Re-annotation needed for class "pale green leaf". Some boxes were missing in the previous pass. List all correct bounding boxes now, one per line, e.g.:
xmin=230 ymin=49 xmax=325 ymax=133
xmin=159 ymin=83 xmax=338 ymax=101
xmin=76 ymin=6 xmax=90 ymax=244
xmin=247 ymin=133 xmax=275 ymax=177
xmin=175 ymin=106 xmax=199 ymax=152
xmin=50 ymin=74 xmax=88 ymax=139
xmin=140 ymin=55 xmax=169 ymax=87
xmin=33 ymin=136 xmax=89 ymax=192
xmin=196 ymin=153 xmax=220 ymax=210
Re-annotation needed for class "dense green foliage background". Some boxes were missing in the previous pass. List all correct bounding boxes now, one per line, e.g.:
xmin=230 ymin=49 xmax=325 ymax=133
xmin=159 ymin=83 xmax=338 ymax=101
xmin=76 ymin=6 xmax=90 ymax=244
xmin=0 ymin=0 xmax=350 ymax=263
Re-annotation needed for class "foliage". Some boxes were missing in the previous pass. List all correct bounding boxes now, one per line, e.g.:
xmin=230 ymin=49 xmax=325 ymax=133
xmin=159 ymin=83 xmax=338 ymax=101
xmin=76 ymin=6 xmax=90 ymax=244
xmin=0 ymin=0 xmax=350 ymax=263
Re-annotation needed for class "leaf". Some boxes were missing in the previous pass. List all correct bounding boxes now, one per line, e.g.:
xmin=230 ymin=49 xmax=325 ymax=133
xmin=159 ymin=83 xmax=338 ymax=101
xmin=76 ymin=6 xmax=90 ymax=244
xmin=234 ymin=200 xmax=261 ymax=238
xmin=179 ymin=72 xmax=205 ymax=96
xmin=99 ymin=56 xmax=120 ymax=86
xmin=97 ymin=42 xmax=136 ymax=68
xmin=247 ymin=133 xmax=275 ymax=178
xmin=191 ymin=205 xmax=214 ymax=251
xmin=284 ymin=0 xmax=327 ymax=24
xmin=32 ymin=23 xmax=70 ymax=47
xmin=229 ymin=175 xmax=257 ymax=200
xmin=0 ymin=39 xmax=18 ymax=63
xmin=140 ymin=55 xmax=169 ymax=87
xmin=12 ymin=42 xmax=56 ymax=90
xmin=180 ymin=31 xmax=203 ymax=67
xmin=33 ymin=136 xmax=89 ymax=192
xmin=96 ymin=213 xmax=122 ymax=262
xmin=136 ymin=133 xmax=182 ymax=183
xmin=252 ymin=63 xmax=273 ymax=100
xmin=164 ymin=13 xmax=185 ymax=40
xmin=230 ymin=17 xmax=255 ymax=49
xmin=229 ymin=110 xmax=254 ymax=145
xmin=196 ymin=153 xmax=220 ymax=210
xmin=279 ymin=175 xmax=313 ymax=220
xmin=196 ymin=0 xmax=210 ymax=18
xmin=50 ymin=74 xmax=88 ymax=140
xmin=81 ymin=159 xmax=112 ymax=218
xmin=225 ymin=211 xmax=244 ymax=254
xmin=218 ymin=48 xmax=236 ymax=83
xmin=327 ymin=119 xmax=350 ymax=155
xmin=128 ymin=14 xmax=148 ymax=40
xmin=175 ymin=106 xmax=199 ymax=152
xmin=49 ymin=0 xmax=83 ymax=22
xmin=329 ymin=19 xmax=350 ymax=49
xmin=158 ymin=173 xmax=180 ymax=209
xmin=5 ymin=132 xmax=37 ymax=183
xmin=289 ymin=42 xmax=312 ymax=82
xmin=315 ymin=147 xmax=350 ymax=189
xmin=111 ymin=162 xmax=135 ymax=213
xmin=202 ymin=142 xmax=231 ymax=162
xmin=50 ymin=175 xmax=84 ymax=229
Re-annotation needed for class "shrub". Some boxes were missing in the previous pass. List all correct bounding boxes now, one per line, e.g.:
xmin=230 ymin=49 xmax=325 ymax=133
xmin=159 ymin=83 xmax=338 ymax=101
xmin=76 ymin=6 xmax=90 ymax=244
• • • • •
EXERCISE
Pull out each line of the material above that contains the word "pass", and reproduce those lines verbatim.

TASK ANSWER
Re-annotation needed for class "pale green leaf". Some boxes were missing in the previous pass. List all correct bounding boxes now, one per line, e.g.:
Re-annotation needed for class "dense green foliage background". Some boxes were missing in the previous pass. List all correct bounding boxes now, one per line, e.g.:
Re-annotation needed for class "foliage". Some boxes were missing in the previous pass. List all correct bounding boxes now, one per line, e.g.:
Re-annotation needed for class "leaf". Some boxes were missing in the previous pass. List all correct bounding boxes now, one per line, e.g.:
Re-annotation needed for class "shrub". Some boxes were missing in the previous pass. List all correct bounding boxes now, one per line, e.g.:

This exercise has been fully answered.